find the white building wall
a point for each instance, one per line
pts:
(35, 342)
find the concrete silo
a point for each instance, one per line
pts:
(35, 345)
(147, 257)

■ TASK PROMPT ■
Please convert the material into a numbered list, starting with the line that contains "find the concrete silo" and going on through the last line of the material, with blank lines left out.

■ TASK SOLUTION ■
1. find the concrete silo
2. a point for each instance, one per line
3. pts:
4. (35, 345)
5. (147, 257)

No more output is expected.